__What the task requires__:
A verbatim repeat of the lines below is required, with the pictures removed.

#### Extracted entries

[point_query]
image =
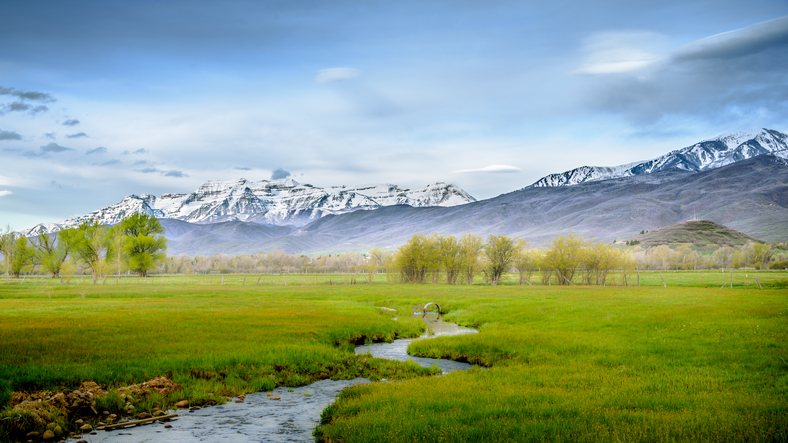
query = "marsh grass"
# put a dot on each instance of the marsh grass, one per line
(590, 364)
(690, 362)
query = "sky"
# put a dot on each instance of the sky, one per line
(102, 99)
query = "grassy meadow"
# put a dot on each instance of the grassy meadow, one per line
(687, 362)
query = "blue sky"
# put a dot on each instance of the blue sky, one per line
(103, 99)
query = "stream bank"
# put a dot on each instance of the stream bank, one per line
(292, 418)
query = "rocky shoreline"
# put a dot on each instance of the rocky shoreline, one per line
(57, 415)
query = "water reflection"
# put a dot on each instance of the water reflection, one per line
(291, 419)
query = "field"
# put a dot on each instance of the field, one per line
(687, 362)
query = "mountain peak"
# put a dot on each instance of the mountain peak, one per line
(272, 202)
(704, 155)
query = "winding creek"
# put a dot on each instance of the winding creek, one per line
(291, 419)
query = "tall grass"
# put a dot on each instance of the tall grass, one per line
(690, 362)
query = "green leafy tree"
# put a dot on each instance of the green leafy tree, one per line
(117, 242)
(145, 243)
(51, 252)
(470, 248)
(564, 256)
(90, 246)
(7, 247)
(525, 261)
(22, 257)
(500, 251)
(411, 259)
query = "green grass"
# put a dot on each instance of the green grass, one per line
(690, 362)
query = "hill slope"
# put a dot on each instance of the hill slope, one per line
(750, 196)
(702, 156)
(698, 233)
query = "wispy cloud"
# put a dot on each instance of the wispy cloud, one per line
(736, 73)
(490, 168)
(169, 173)
(9, 135)
(335, 75)
(54, 147)
(22, 97)
(28, 95)
(279, 174)
(137, 152)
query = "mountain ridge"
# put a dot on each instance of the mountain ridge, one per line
(750, 196)
(704, 155)
(269, 202)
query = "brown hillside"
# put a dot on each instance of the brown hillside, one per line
(698, 233)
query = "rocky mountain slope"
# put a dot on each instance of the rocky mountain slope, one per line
(274, 202)
(698, 233)
(702, 156)
(750, 196)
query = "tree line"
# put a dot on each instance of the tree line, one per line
(453, 260)
(137, 243)
(749, 255)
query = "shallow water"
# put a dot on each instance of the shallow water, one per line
(398, 350)
(260, 419)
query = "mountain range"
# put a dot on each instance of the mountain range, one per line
(270, 202)
(702, 156)
(750, 196)
(738, 180)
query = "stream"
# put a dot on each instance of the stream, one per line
(291, 419)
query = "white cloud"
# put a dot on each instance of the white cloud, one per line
(335, 75)
(615, 52)
(491, 168)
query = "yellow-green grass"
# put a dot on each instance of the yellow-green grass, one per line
(742, 278)
(590, 364)
(247, 340)
(565, 363)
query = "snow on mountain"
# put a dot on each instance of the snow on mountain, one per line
(275, 202)
(708, 154)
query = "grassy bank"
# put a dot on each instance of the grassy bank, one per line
(690, 362)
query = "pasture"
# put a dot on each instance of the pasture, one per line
(687, 362)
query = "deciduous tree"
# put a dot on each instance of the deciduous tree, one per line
(145, 242)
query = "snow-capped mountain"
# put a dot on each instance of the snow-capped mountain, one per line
(275, 202)
(708, 154)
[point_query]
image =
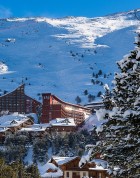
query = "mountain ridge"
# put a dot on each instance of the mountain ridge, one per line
(61, 55)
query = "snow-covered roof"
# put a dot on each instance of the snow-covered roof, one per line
(63, 122)
(100, 164)
(63, 160)
(51, 166)
(32, 129)
(11, 117)
(3, 129)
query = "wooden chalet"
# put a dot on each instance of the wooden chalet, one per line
(71, 169)
(63, 125)
(3, 133)
(18, 101)
(53, 107)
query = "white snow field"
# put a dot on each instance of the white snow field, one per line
(60, 55)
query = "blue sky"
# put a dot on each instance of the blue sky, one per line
(62, 8)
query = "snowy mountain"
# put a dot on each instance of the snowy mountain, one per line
(62, 56)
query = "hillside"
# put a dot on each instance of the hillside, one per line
(61, 55)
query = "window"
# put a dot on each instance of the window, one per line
(84, 173)
(67, 174)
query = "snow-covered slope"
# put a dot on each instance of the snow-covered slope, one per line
(60, 55)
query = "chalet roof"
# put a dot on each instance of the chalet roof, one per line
(3, 129)
(63, 160)
(63, 122)
(99, 164)
(50, 166)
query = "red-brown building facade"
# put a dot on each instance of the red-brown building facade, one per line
(18, 101)
(53, 108)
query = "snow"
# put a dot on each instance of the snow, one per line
(44, 168)
(29, 158)
(93, 42)
(63, 122)
(138, 55)
(7, 119)
(62, 160)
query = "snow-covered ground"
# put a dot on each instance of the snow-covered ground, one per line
(60, 55)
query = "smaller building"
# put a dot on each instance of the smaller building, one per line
(51, 171)
(3, 133)
(63, 125)
(96, 168)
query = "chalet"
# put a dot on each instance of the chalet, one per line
(18, 101)
(63, 125)
(53, 107)
(52, 171)
(3, 133)
(17, 124)
(71, 169)
(38, 130)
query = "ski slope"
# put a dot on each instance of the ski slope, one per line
(60, 55)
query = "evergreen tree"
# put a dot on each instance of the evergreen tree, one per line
(119, 140)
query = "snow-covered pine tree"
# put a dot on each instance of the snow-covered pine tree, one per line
(107, 98)
(120, 137)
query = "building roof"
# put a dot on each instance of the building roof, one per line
(35, 128)
(50, 166)
(99, 164)
(3, 129)
(63, 122)
(63, 160)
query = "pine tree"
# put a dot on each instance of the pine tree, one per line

########

__Solution__:
[point_query]
image =
query = "marsh grass"
# put a dot on each instance of the marsh grass, one per line
(590, 364)
(690, 362)
query = "sky"
# put a dot on each instance of the sky, one per line
(102, 99)
query = "grassy meadow"
# put a dot on each instance of the grassy meadow, one per line
(687, 362)
query = "blue sky"
# put a dot on each instance of the blue sky, one per line
(103, 99)
query = "stream bank"
# put a dot on each instance of the stream bank, one per line
(292, 418)
query = "rocky shoreline"
# put a dot on each instance of the rocky shoreline, one per line
(57, 415)
query = "water reflection"
# put a dot on each instance of the water reflection, one per line
(291, 419)
query = "field"
# put a dot on each instance of the field, one per line
(687, 362)
query = "mountain peak"
# put a dot on each instance of the mountain peak, one per line
(272, 202)
(704, 155)
query = "winding creek"
# put a dot on each instance of the winding creek, one per line
(291, 419)
query = "tall grass"
# put a dot on each instance of the tall grass, one per line
(690, 362)
query = "green leafy tree"
# put a dot on each instance of the green leafy tree, one per line
(117, 242)
(145, 243)
(51, 252)
(470, 248)
(564, 256)
(90, 246)
(7, 247)
(525, 261)
(22, 257)
(500, 251)
(411, 259)
query = "green grass"
# put a dot on each instance of the green grass, one per line
(690, 362)
query = "hill slope"
# put a dot on each instance of the hill slope, one per line
(750, 196)
(702, 156)
(698, 233)
query = "wispy cloud"
# put a dot on each instance of the wispy cloud, one per line
(736, 73)
(490, 168)
(169, 173)
(9, 135)
(335, 75)
(54, 147)
(22, 97)
(28, 95)
(279, 174)
(137, 152)
query = "mountain ridge"
# put a dot on each instance of the mountain ridge, one per line
(750, 196)
(704, 155)
(269, 202)
query = "brown hillside"
# put a dot on each instance of the brown hillside, one per line
(698, 233)
query = "rocky mountain slope"
# put a dot on each instance of the rocky mountain slope, one per line
(274, 202)
(698, 233)
(702, 156)
(750, 196)
query = "tree line"
# put a dot on each instance of the tree line, one per line
(453, 260)
(137, 243)
(749, 255)
query = "shallow water"
# put a dot on each instance of the shallow water, one per line
(398, 350)
(260, 419)
query = "mountain range"
# put a dot on each instance of the mountain range, one per line
(270, 202)
(702, 156)
(750, 196)
(738, 180)
query = "stream"
# put a dot on each instance of the stream, one per line
(291, 419)
query = "white cloud"
# put a dot on each instance of the white cloud, one per line
(335, 75)
(615, 52)
(491, 168)
query = "yellow-green grass"
# put a dot on each instance of the yellow-green grass, one per line
(742, 278)
(590, 364)
(247, 340)
(565, 363)
query = "snow on mountain"
# put a dot on each instance of the snow on mountain, one per line
(275, 202)
(708, 154)
query = "grassy bank"
# put a dot on each instance of the grassy bank, one per line
(690, 362)
query = "pasture"
# put a dot on each instance of the pasture, one per line
(687, 362)
query = "deciduous tree"
# put a dot on each instance of the deciduous tree, one per line
(145, 242)
query = "snow-capped mountain"
# put a dot on each instance of the snow-capped mountain, one per line
(275, 202)
(708, 154)
[point_query]
image =
query = "mountain ridge"
# put a dot on each instance of the mountain ridge, one per line
(61, 55)
query = "snow-covered roof"
# put a dot on each instance of the snow-covered roof, one per line
(63, 122)
(100, 164)
(63, 160)
(51, 166)
(32, 129)
(11, 117)
(3, 129)
query = "wooden chalet"
# put a dot on each instance of the wooden chalet, one per line
(71, 169)
(63, 125)
(3, 133)
(18, 101)
(53, 107)
query = "white snow field"
# put a dot on each instance of the white snow field, one per line
(60, 55)
query = "blue sky"
# put a dot on each instance of the blue sky, one per line
(62, 8)
query = "snowy mountain"
# put a dot on each instance of the snowy mountain, one per line
(62, 56)
query = "hillside"
# put a dot on each instance of the hillside, one per line
(61, 55)
query = "window"
# put a dot on each instance of the window, one per line
(84, 173)
(67, 174)
query = "snow-covered slope"
# put a dot on each instance of the snow-covered slope, one per line
(60, 55)
query = "chalet roof"
# put a dot on each instance of the chalet roof, one per line
(3, 129)
(63, 160)
(63, 122)
(99, 164)
(50, 166)
query = "red-brown building facade"
# put a dot on each instance of the red-brown building facade, one per line
(18, 101)
(53, 108)
query = "snow"
# put a dot on each instance of the snow, one per line
(44, 168)
(29, 158)
(93, 42)
(63, 122)
(138, 55)
(7, 119)
(62, 160)
query = "snow-covered ground"
# put a dot on each instance of the snow-covered ground, one per line
(60, 55)
query = "smaller building"
# put a dot on each instance of the smaller building, one per line
(51, 171)
(3, 133)
(63, 125)
(96, 168)
query = "chalet"
# put a dot on each instance of the chalet, one per line
(18, 101)
(63, 125)
(53, 107)
(52, 171)
(3, 133)
(17, 124)
(71, 169)
(38, 130)
query = "ski slope"
# put a dot on each instance of the ski slope, one per line
(60, 55)
query = "evergreen tree"
# put a dot on each instance of the evergreen tree, one per line
(119, 140)
query = "snow-covered pine tree"
# put a dot on each instance of the snow-covered pine tree, one per line
(107, 98)
(120, 137)
query = "building roof"
# put a dot on each instance of the building roof, one per line
(35, 128)
(50, 166)
(99, 164)
(3, 129)
(63, 122)
(63, 160)
query = "pine tree"
# put a dot on each instance of the pine tree, one per line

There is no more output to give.